**Given passage:**
__________

Povilas Plechavičius (February 1, 1890 – December 19, 1973) was an Imperial Russian and then Lithuanian military officer and statesman. In the service of Lithuania he rose to the rank of General of the army in the interwar period. He is best known for his actions during the Lithuanian Wars of Independence, for organizing the 1926 Lithuanian coup d'état and for leading a Lithuanian collaborationist militia during the German occupation of Lithuania.

Early life
Povilas Plechavičius was born on February 1, 1890, in Židikai District to Lithuanian farmer Ignas Plechavičius. His mother was Lithuanian noblewoman  Konstancija Bukontaitė. In 1908, he graduated from a gymnasium in Moscow, in 1911 from Institute of Commerce.

During World War I
In 1914, Povilas Plechavičius graduated from the Orenburg cavalry war school. During World War I he fought with the Russian army against the German Empire, Austria-Hungary and the Ottoman Empire. During the war, he was wounded three times. In October 1917, he and his brother, Aleksandras, were on the southern Front against the Ottomans. On news of the outbreak of the Lithuanian–Soviet War, both of them illegally left their regiments for Samogitia.

Lithuanian Wars of Independence

Plechavičius and his brother returned to their homeland in the summer of 1918 and began organizing local partisan battalion together with his brother, Aleksandras. The weapons for the unit were obtained from Germans in Latvia. Being skilled at military organization, and together with his brother, and with the support of the local population they succeeded in creating volunteer partisan units to fight against the Bolshevik invasion of North-West Lithuania, and later helped to drive out the Bermontians. His battalion drove out Bolsheviks from Seda, Mažeikiai and Telšiai and their surroundings. Plechavičius was assigned military commander of Skuodas and its surroundings by the Lithuanian Council. On 13 November 1918, after successfully fighting the Bolsheviks and Bermontians, Plechavičius enlisted as a volunteer to the Lithuanian army.

As an officer in the Lithuanian Army he participated in the Polish-Lithuanian war in the battles for Seinai, Augustavas and Varėna. For his accomplishments in the Lithuanian Wars of Independence in defending Lithuania from invaders, Plechavičius was awarded the highest military Order of Lithuania - the Order of Vytis Cross. He served in various cavalry squadrons and became the colonel of the Hussar regiment in 1922. Later he was the main officer behind the military coup of 1926, that removed the democratically elected government, assumed power and then handed it to Antanas Smetona.

From August 1927, he was the Chief of the General Staff. He was given the rank of lieutenant general in 1929.

Lithuanian Territorial Defense Force

During the first Soviet occupation Plechavičius returned to Lithuania with the Nazis during Operation Barbarossa. In 1943, the Nazi occupational government failed to gather a Lithuanian SS unit due to opposition to the Nazi occupation and thus their project from all parts of society. Plechavičius began forming the Lithuanian Territorial Defense Force (Lietuvos vietinė rinktinė), on February 13, 1944. It was a volunteer military unit led only by Lithuanian officers and supposed to stay with the borders of Lithuania to defend the country against the Red Army.

__________

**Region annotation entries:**
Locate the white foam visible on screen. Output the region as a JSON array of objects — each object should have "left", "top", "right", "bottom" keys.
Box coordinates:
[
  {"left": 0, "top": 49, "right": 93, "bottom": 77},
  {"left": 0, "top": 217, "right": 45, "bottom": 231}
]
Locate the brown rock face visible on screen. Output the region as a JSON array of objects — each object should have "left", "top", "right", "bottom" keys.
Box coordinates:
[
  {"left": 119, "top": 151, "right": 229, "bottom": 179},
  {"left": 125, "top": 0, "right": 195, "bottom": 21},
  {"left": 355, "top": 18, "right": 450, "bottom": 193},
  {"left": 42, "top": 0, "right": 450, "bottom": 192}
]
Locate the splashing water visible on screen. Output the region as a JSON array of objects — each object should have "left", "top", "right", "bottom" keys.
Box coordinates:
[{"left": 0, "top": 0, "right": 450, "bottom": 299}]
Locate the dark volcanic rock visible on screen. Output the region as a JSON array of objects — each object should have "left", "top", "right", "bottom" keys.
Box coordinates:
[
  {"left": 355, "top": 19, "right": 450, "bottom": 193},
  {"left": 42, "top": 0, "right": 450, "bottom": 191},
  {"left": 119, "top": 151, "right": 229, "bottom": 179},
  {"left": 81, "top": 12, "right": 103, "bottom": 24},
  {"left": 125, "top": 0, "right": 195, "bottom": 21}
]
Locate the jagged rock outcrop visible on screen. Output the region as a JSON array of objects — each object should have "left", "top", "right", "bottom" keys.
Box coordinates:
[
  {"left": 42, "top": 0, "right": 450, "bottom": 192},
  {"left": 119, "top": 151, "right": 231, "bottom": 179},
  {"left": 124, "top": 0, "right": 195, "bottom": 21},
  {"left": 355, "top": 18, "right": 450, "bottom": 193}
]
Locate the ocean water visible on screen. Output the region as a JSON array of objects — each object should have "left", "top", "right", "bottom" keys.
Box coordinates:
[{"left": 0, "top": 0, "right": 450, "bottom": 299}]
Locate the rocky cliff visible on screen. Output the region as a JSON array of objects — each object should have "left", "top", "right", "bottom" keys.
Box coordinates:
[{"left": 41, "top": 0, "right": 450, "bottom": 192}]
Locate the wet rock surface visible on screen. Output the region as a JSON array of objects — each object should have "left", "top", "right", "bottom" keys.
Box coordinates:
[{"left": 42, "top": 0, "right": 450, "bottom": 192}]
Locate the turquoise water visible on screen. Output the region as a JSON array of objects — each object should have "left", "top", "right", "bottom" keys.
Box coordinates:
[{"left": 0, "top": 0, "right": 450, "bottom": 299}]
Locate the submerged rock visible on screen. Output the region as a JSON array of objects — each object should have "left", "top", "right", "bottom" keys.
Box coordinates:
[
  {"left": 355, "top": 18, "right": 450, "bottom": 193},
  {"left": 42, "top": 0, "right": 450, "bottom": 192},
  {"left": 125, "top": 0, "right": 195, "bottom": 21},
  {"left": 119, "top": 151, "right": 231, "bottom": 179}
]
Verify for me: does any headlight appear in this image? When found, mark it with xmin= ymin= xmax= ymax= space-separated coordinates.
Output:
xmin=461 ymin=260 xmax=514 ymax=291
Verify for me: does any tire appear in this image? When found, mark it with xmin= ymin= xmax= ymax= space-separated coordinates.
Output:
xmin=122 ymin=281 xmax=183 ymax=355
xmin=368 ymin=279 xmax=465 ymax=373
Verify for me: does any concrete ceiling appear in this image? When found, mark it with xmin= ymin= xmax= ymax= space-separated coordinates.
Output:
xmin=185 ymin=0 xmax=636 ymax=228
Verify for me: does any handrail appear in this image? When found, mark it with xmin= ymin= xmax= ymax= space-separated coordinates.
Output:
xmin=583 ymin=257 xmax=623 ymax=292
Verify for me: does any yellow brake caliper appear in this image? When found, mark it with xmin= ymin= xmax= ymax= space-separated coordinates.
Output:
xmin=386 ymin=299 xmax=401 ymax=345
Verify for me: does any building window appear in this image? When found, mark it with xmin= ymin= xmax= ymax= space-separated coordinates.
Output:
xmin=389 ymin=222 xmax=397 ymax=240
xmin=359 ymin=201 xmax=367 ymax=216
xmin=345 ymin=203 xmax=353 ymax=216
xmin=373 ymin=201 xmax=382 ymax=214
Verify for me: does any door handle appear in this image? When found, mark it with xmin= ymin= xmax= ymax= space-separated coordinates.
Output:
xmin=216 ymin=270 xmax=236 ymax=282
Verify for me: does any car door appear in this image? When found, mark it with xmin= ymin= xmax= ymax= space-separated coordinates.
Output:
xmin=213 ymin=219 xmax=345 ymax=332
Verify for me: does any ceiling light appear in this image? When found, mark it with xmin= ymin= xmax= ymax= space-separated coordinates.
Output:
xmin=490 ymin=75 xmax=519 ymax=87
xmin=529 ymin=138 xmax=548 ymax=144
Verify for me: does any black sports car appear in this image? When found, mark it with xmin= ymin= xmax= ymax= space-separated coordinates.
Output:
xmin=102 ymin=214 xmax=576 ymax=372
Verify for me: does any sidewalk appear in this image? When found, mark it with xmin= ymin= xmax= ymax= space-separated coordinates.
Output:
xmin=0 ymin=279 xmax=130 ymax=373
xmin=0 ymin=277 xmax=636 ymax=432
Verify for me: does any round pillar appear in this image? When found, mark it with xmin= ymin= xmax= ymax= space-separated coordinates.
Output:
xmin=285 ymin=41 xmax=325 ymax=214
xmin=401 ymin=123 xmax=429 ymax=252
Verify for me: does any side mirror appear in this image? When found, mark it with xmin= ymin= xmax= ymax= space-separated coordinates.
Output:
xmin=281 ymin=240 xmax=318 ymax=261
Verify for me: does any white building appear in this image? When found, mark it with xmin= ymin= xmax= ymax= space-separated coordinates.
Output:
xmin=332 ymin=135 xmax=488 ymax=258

__________

**Job:**
Please continue the biography of Povilas Plechavičius with the next part, starting after its final sentence about the Lithuanian Territorial Defense Force.

**Result of this exercise:**
Three days later, on Lithuanian Independence Day (February 16, 1944) Plechavičius, the commander of the Lithuanian detachment, made a radio appeal to the nation for volunteers. Some 19,500 men responded to the appeal. All Lithuanian political underground organizations supported Plechavičius. This was achieved through constant communication between Lithuanian commanders and resistance leaders. This was enormously successful: more volunteers came forward than was expected. The Germans were very surprised and deeply shocked by the number of volunteers since their own appeals went unheeded. 

On March 22, 1944, SS Obergruppenführer and police general Friedrich Jeckeln called for 70–80,000 men for the German army as subsidiary assistants. Chief-of-Staff of the Northern Front Field Marshal Walther Model demanded 15 battalions of men to protect the German military airports. Plechavičius rejected the demand on April 5, 1944. General Commissioner of Lithuania Adrian von Renteln demanded workers for Germany proper. Other German officials also voiced their demands. Finally, on April 6, 1944, the Germans ordered Plechavičius to mobilize the country. Plechavičius responded that the mobilization could not take place until the formation of the detachment was complete.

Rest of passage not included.